(Saved entries)
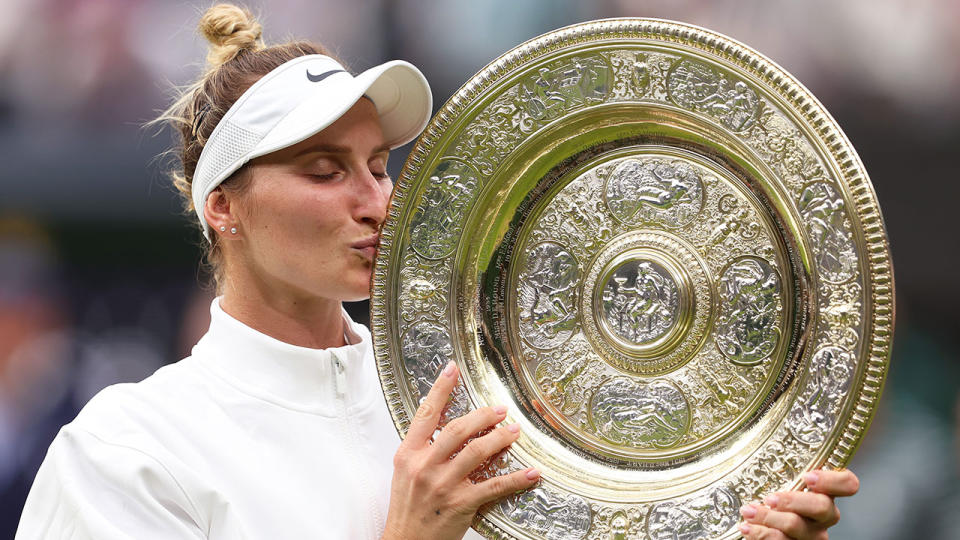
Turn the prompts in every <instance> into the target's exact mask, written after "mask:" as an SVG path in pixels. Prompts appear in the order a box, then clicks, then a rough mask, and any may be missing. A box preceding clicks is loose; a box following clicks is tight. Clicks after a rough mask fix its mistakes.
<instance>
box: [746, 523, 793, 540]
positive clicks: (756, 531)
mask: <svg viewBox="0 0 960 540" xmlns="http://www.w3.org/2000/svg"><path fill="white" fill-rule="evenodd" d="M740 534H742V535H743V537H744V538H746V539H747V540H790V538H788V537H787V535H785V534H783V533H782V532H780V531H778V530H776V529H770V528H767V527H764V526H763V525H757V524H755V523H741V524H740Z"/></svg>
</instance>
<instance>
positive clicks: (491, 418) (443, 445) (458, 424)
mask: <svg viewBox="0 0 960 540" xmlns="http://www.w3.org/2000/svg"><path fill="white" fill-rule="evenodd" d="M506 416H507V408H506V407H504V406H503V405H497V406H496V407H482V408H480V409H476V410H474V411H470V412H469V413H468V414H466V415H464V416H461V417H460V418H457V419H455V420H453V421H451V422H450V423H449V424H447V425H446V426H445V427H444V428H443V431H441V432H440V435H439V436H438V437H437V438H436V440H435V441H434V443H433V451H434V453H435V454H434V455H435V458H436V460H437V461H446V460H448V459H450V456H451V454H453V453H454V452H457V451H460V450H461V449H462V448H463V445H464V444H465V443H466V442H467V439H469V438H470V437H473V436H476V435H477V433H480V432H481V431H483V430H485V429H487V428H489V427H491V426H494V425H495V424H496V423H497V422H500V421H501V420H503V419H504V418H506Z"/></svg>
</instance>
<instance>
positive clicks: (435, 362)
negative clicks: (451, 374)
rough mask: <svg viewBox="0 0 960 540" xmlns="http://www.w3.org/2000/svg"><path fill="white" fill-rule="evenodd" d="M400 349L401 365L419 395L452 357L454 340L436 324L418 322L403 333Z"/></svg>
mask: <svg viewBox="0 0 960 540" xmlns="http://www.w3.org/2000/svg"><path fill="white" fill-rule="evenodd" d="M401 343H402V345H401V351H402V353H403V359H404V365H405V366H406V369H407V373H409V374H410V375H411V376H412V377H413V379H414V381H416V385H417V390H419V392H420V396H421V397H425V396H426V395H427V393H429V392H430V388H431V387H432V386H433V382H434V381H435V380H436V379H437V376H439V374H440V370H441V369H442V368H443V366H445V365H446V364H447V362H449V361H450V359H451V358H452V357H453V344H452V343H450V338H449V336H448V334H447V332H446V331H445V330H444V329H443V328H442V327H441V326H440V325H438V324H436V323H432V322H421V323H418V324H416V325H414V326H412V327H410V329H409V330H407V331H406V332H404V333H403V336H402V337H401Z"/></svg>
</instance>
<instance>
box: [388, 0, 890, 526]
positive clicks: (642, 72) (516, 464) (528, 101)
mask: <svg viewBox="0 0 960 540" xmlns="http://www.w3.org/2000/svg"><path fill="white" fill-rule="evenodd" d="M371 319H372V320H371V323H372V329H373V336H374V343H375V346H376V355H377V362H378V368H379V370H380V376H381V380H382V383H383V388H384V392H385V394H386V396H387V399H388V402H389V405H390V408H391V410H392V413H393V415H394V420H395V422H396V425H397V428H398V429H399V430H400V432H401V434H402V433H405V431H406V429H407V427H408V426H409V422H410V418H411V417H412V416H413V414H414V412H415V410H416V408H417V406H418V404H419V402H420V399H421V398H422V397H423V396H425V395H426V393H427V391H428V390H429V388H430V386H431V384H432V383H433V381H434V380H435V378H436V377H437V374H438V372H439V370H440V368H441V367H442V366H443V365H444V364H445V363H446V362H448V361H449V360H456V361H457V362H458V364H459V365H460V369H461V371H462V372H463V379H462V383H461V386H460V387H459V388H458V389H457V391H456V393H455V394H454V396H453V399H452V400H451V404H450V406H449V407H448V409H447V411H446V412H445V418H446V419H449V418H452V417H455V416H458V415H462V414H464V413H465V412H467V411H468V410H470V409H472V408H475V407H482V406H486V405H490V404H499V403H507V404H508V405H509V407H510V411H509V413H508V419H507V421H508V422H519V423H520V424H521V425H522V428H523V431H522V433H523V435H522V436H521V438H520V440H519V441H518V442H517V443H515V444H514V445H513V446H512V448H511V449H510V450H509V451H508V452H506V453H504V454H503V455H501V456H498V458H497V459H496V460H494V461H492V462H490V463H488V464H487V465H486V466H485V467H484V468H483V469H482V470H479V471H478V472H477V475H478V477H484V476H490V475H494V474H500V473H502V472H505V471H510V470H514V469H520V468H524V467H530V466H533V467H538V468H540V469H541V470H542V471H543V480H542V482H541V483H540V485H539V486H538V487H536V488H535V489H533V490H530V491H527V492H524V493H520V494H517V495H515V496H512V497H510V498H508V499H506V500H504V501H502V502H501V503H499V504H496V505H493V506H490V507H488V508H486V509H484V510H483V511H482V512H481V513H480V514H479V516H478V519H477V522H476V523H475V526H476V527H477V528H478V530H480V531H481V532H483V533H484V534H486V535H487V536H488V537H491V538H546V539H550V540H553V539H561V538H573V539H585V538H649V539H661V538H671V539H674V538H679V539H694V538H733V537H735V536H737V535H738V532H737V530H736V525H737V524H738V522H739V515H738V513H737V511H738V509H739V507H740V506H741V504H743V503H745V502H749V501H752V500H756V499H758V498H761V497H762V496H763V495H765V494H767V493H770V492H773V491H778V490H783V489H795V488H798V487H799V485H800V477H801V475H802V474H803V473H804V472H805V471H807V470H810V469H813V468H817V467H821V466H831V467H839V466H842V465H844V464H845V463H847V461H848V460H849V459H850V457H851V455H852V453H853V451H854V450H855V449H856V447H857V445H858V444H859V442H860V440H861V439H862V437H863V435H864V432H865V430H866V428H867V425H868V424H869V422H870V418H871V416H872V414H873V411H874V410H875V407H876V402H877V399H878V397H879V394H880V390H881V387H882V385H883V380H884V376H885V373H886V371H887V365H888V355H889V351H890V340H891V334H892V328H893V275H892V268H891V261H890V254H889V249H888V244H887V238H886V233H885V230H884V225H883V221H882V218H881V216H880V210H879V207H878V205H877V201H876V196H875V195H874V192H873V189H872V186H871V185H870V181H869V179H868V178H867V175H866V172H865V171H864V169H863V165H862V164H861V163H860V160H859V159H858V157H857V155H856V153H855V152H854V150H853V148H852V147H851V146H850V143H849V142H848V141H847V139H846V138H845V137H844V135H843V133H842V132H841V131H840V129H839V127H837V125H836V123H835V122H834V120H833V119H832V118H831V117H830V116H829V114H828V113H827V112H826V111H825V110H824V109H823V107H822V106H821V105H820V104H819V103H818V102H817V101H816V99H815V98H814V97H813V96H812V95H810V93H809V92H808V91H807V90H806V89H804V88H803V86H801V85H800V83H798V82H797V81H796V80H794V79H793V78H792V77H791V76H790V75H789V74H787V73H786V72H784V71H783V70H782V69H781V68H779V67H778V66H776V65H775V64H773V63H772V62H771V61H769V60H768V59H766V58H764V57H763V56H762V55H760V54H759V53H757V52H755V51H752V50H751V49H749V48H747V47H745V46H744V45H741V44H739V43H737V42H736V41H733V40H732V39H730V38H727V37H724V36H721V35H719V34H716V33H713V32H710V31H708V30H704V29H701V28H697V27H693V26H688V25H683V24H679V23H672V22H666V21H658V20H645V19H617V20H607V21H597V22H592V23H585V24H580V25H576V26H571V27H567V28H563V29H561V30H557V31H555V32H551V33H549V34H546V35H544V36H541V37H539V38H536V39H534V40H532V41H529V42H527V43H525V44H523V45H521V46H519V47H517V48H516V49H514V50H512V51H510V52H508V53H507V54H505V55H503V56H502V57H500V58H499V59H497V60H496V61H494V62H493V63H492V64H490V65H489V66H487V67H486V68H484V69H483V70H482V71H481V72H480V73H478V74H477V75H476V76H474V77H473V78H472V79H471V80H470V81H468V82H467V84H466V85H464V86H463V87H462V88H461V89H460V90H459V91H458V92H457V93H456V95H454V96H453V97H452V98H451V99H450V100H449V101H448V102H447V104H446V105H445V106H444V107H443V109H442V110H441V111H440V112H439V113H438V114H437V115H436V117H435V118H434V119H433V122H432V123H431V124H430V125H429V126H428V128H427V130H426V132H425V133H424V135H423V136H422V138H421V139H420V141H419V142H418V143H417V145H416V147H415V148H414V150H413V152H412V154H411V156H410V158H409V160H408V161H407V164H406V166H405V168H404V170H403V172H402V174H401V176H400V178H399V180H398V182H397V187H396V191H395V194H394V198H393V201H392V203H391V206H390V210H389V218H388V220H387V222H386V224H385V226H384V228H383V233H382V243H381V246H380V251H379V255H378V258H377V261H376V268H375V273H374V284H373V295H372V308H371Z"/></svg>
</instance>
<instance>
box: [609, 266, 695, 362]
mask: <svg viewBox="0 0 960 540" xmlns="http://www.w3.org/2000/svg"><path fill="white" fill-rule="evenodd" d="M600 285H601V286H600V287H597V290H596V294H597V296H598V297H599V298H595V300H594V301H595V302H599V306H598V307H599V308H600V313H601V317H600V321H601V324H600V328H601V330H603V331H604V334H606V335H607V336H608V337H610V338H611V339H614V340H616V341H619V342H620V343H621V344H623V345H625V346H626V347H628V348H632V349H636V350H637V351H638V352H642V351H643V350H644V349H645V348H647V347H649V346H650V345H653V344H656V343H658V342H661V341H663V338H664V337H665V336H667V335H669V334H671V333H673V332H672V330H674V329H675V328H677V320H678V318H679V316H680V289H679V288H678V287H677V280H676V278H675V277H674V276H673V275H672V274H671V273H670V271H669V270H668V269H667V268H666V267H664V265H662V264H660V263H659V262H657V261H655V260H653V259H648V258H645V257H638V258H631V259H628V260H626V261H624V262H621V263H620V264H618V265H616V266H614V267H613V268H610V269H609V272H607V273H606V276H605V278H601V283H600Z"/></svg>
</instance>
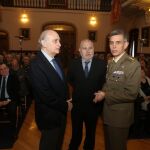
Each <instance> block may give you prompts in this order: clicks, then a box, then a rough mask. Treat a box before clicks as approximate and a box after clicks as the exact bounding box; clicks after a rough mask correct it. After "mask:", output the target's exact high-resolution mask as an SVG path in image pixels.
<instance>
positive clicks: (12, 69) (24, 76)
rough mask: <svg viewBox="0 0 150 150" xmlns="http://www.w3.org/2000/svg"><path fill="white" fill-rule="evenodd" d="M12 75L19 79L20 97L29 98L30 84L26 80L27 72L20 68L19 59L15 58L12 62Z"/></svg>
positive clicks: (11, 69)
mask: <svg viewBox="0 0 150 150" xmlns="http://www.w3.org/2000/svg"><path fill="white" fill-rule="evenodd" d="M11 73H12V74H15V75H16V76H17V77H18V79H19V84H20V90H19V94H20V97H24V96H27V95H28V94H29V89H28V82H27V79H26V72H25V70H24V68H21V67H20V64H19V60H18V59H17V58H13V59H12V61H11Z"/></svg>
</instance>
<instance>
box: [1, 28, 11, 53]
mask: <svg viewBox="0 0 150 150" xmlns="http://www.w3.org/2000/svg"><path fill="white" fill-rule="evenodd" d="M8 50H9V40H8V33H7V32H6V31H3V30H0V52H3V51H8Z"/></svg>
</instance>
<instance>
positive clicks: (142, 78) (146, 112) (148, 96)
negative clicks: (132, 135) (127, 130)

▸ YOUR INSTRUCTIONS
Look through the entries above; find each line with the word "order" and copy it.

▸ RESULT FOR THIS EXERCISE
Turn the prompts in every <instance> into the target's exact mask, written after "mask:" as an SVG path in pixels. Prompts appear in the order a box, then clicks, then a rough mask, and any may be missing. A box preceding clicks is loose; a box following clicks is tight. Clicks after a rough mask fix its mistakes.
Each <instance> block may give you prompts in this order: clicks, then a box, then a rough mask. Treat a box before clicks as approximate and a box after clicks as the exact bounding box; clicks after a rough mask correct it. After "mask:", output the target's exact high-resolution mask as an SVG path in image pixels.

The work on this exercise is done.